** What this task involves **
Output the data below in full, byte for byte. Nothing may differ.

** Input data **

◇ ◇ ◇ ◇

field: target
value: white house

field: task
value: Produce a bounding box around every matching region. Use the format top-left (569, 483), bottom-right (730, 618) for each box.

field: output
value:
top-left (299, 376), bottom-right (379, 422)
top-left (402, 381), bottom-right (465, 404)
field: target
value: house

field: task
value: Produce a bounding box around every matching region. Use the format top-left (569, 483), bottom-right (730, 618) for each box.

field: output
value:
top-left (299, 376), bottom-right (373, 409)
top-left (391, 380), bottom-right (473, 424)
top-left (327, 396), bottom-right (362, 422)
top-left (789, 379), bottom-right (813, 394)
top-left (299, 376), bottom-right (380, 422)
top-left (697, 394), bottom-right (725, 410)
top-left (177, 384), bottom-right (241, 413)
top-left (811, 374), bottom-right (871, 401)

◇ ◇ ◇ ◇

** Output for this exercise **
field: target
value: white house

field: task
value: Produce a bounding box around every matching region. Use the format top-left (569, 483), bottom-right (730, 618) for each box.

field: output
value:
top-left (299, 376), bottom-right (379, 422)
top-left (402, 381), bottom-right (465, 404)
field: target
value: house

field: task
value: Produce a bounding box around every matching region. Use the format top-left (569, 483), bottom-right (730, 618) for each box.

field: output
value:
top-left (299, 376), bottom-right (373, 409)
top-left (391, 380), bottom-right (473, 424)
top-left (327, 396), bottom-right (362, 422)
top-left (789, 379), bottom-right (813, 394)
top-left (299, 376), bottom-right (380, 422)
top-left (697, 394), bottom-right (725, 410)
top-left (177, 384), bottom-right (241, 413)
top-left (811, 374), bottom-right (871, 401)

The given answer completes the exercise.